Object position labeling entries »
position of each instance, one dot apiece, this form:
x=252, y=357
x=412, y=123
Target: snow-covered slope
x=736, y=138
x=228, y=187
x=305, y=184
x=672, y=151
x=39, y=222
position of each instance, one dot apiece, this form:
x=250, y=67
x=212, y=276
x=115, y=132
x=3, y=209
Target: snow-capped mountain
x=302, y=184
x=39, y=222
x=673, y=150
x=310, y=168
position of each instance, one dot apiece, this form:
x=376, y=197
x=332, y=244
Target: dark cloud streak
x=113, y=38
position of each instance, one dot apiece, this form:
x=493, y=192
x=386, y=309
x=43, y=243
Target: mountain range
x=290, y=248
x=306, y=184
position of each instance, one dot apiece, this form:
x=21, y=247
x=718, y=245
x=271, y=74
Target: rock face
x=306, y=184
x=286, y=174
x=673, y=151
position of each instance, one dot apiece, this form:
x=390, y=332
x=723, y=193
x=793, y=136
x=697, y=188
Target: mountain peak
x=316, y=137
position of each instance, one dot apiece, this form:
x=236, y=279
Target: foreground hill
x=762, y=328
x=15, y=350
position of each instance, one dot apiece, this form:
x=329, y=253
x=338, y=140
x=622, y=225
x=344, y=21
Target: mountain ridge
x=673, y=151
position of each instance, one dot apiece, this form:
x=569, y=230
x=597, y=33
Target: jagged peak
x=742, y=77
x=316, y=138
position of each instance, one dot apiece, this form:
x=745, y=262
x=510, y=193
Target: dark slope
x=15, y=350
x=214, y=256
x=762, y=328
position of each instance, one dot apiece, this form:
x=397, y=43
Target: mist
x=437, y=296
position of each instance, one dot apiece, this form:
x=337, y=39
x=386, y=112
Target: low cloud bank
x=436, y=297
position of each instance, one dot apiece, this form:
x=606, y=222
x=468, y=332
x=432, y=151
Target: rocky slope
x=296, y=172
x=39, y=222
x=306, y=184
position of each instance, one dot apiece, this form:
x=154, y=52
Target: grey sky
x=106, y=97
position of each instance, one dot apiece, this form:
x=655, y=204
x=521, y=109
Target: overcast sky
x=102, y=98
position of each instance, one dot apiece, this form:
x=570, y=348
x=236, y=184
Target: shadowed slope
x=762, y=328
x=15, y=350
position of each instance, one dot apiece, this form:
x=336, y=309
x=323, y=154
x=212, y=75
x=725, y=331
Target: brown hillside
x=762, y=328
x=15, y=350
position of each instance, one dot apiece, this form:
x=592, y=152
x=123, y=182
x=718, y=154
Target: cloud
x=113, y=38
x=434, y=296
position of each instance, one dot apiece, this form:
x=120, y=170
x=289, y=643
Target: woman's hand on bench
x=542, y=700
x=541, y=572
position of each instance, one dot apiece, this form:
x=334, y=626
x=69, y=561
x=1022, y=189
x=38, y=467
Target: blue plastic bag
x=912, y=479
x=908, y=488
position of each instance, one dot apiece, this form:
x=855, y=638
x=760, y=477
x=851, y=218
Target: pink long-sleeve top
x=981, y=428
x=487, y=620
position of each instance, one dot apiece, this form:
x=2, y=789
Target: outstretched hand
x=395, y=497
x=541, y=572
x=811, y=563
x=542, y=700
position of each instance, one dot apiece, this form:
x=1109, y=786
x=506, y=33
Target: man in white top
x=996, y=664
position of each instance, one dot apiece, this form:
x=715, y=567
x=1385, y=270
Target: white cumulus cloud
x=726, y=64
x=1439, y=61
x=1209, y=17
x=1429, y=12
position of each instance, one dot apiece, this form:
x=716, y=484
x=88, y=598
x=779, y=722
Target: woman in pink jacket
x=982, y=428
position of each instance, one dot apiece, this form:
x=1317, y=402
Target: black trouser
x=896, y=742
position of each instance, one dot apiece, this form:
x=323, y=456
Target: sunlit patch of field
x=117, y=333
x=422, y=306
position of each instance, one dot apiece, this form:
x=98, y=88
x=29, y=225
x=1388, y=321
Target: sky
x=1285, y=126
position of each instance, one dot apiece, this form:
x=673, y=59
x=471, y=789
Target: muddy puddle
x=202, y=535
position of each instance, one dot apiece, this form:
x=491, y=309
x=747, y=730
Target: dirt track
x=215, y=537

Brief »
All entries must be repeated verbatim.

Expected output »
position of each instance, one dot apiece, this form:
x=252, y=357
x=412, y=123
Target: snow-covered slope
x=736, y=138
x=228, y=187
x=305, y=184
x=672, y=151
x=39, y=222
position of each instance, one dot apiece, this form:
x=250, y=67
x=212, y=276
x=115, y=132
x=3, y=209
Target: snow-capped mountain
x=302, y=184
x=39, y=222
x=673, y=150
x=310, y=168
position of each instance, one dot apiece, this form:
x=376, y=197
x=332, y=244
Target: dark cloud streak
x=113, y=38
position of each instance, one dot apiece, this form:
x=493, y=192
x=386, y=309
x=43, y=243
Target: mountain range
x=290, y=248
x=306, y=184
position of each instance, one dot apiece, this form:
x=21, y=247
x=718, y=245
x=271, y=74
Target: rock face
x=306, y=184
x=286, y=174
x=673, y=151
position of each instance, one dot apiece, this form:
x=390, y=332
x=723, y=193
x=793, y=136
x=697, y=188
Target: mountain peak
x=316, y=137
position of each instance, one dot apiece, this form:
x=236, y=279
Target: foreground hill
x=762, y=328
x=15, y=350
position of each instance, one dot apiece, this form:
x=329, y=253
x=338, y=140
x=622, y=225
x=344, y=21
Target: mountain ridge
x=673, y=151
position of each instance, one dot apiece, this form:
x=569, y=230
x=597, y=33
Target: jagged peak
x=742, y=77
x=316, y=138
position of each instance, one dot apiece, this form:
x=745, y=262
x=510, y=193
Target: dark slope
x=15, y=350
x=214, y=256
x=762, y=328
position of each instance, one dot apiece, this form:
x=397, y=43
Target: mist
x=437, y=296
position of each instance, one dot apiece, this form:
x=337, y=39
x=386, y=112
Target: low cloud bank
x=436, y=297
position of each instance, one dot apiece, this form:
x=606, y=222
x=468, y=332
x=432, y=151
Target: rocky slope
x=296, y=172
x=39, y=222
x=306, y=184
position of each instance, one dot apiece, this form:
x=154, y=52
Target: grey sky
x=106, y=97
position of each instance, one dot apiece, this form:
x=655, y=204
x=521, y=109
Target: overcast sky
x=102, y=98
position of each instance, one dot apiece, this form:
x=570, y=348
x=236, y=184
Target: shadowed slope
x=762, y=328
x=15, y=350
position of each instance, one dot apiece, this form:
x=336, y=309
x=323, y=154
x=212, y=75
x=725, y=331
Target: brown hillside
x=762, y=328
x=15, y=350
position of each instance, one dot apiece, this form:
x=592, y=152
x=123, y=182
x=718, y=154
Target: cloud
x=113, y=38
x=434, y=296
position of each instance, one dot apiece, this form:
x=120, y=170
x=289, y=643
Target: woman's hand on bench
x=542, y=700
x=541, y=572
position of each instance, one dot apiece, this form:
x=334, y=626
x=69, y=561
x=1022, y=189
x=38, y=467
Target: blue plastic bag
x=912, y=479
x=908, y=488
position of each instance, one dot apiece, this form:
x=855, y=638
x=760, y=477
x=851, y=218
Target: pink long-sleeve top
x=981, y=428
x=487, y=620
position of each instance, one dot apiece, this form:
x=2, y=789
Target: outstretched hand
x=395, y=497
x=541, y=572
x=811, y=563
x=542, y=700
position of each instance, one dot apiece, this form:
x=1109, y=786
x=506, y=33
Target: man in white top
x=996, y=664
position of each instance, one dot apiece, this form:
x=715, y=567
x=1385, y=270
Target: white cumulus cloud
x=726, y=64
x=1439, y=61
x=1209, y=17
x=1429, y=12
position of each instance, one dot apiece, this form:
x=716, y=484
x=88, y=598
x=779, y=722
Target: woman in pink jacket
x=982, y=428
position of each instance, one dot apiece, this form:
x=1317, y=402
Target: black trouser
x=896, y=742
position of each instance, one dot apiece, this form:
x=323, y=456
Target: sunlit patch of field
x=117, y=333
x=422, y=306
position of each instance, one dot apiece, this form:
x=98, y=88
x=29, y=225
x=1388, y=321
Target: sky
x=1285, y=126
position of each instance, one dot apiece, this form:
x=673, y=59
x=471, y=789
Target: muddy puddle
x=202, y=535
position of each instance, one dot apiece, this form:
x=491, y=309
x=747, y=730
Target: dirt track
x=215, y=537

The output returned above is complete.